* [Task to complete]: Without any of their pictures, return all of the records exactly.

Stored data
╔══

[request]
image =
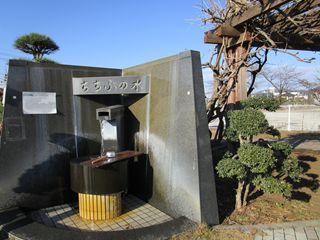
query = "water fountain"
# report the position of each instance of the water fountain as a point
(100, 180)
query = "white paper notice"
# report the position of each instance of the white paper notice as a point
(39, 102)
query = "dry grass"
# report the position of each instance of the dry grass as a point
(204, 232)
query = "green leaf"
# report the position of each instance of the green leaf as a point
(247, 122)
(273, 185)
(292, 168)
(229, 168)
(269, 104)
(283, 147)
(257, 159)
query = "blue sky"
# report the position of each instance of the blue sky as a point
(111, 33)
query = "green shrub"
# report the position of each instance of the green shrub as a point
(247, 122)
(269, 104)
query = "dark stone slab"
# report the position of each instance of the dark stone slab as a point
(17, 224)
(168, 124)
(173, 132)
(36, 149)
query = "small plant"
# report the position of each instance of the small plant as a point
(257, 165)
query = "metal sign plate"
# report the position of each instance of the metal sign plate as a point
(111, 85)
(39, 102)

╚══

* [Written answer]:
[request]
image =
query = "water fountain"
# report the position of each instance of the water fountain as a point
(100, 180)
query = "white paper notice"
# report the position of each instance of the white paper notice as a point
(39, 102)
query = "dry grass"
# report the position of each instance of the dry grass as a point
(204, 232)
query = "green leaf"
# report the position of each instance of the green leaf as a point
(247, 122)
(273, 185)
(292, 168)
(229, 168)
(269, 104)
(283, 147)
(257, 159)
query = "blue sky"
# report the position of each instance of the blue sky as a point
(111, 33)
query = "green shrub"
# report the position of each instance of the green shrub as a point
(247, 122)
(269, 104)
query = "dark stone slab"
# report the position of each instance of the dark stone slab as a point
(17, 224)
(168, 124)
(173, 132)
(36, 149)
query = "small plant"
# report the position of each instance of the small plant as a point
(257, 165)
query = "metal sign plate"
# report the position of each instance of the metal sign plate as a point
(111, 85)
(39, 102)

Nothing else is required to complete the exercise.